### [Work to do]
Write out the complete material exactly as it stands.
====================
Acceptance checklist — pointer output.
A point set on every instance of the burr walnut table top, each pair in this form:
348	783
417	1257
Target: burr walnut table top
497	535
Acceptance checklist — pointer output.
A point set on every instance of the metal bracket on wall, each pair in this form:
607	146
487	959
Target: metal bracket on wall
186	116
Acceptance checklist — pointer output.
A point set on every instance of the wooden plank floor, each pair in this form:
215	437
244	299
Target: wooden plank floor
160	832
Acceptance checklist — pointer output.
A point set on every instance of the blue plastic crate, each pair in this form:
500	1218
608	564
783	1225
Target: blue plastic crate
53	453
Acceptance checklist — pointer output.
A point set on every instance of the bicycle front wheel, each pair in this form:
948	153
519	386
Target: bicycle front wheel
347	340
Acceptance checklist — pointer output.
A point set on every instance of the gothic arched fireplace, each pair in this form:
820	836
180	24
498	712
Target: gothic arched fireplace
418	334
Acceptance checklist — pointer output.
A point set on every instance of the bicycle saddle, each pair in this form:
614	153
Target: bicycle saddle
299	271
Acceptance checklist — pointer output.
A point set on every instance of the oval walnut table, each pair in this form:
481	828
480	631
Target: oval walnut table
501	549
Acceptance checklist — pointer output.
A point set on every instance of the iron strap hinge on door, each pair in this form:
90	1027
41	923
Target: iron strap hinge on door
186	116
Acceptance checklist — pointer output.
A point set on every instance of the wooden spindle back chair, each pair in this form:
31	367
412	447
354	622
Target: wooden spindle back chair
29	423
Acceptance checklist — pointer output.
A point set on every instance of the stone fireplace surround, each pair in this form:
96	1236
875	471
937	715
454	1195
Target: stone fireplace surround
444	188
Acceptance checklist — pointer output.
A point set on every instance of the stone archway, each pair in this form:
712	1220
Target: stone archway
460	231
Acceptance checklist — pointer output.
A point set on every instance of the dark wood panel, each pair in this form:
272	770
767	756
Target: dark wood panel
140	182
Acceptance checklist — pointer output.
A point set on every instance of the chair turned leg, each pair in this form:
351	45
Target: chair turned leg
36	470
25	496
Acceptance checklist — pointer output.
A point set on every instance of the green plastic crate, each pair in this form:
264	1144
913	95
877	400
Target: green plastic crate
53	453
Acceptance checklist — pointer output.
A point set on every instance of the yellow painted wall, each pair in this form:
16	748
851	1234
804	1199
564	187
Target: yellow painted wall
====================
### [Task result]
Acceptance checklist — pointer output.
A point set on every instance of the burr walnut table top, each pair in this form:
348	783
417	1257
Target: burr walnut table top
497	535
Acceptance checklist — pointer output.
A point set on every instance of the metal bracket on wall, each pair in this form:
607	146
487	959
Target: metal bracket on wall
186	116
Acceptance checklist — pointer output.
A point set on every instance of the wooden plank floor, each pair in this form:
215	437
244	299
Target: wooden plank floor
160	832
Acceptance checklist — pointer output.
A point set on every instance of the blue plastic crate, each pair in this form:
500	1218
608	564
783	1225
Target: blue plastic crate
53	453
Acceptance checklist — pointer output.
A point set on every instance of the bicycle front wheel, each pair in this form:
948	153
519	386
Target: bicycle front wheel
347	340
Acceptance checklist — pointer output.
A point set on every instance of the gothic arched fireplace, each pair in this form:
820	836
180	24
498	712
Target: gothic arched fireplace
418	334
Acceptance checklist — pointer output.
A point set on every instance of the bicycle saddle, each pair in this form:
614	153
Target: bicycle saddle
299	271
Acceptance checklist — pointer output.
A point set on every instance of the oval walnut table, each pair in this form:
481	828
480	631
Target: oval walnut table
501	549
Acceptance checklist — pointer output.
A point set on every instance of the iron strap hinge on door, each pair in this form:
90	1027
41	923
Target: iron strap hinge on door
186	116
Acceptance checklist — pointer output.
A point set on every instance of the wooden spindle back chair, each pair in this form:
31	367
412	447
354	622
Target: wooden spindle back chair
29	423
Acceptance checklist — pointer output.
A point set on every instance of the stone fireplace surround, each pair in this form:
96	1236
875	471
937	715
454	1195
Target: stone fireplace surround
444	188
Acceptance checklist — pointer output.
A point set on every instance of the stone archway, each pair in this form:
712	1220
Target: stone archway
460	231
Acceptance checklist — pointer output.
A point set on every instance of the dark wood panel, each pair in this form:
272	770
767	756
Target: dark wood panel
140	182
Acceptance checklist — pointer output.
A point set on every instance of the chair turned leg, each pair in this form:
351	45
Target: chair turned leg
36	470
25	496
Acceptance checklist — pointer output.
A point set on every instance of the green plastic crate, each pair in this form:
264	1144
913	95
877	400
Target: green plastic crate
53	453
Acceptance checklist — pointer output.
A point set on every instance of the yellow painted wall, each pair in this form:
16	748
851	1234
804	1199
564	187
Target: yellow painted wall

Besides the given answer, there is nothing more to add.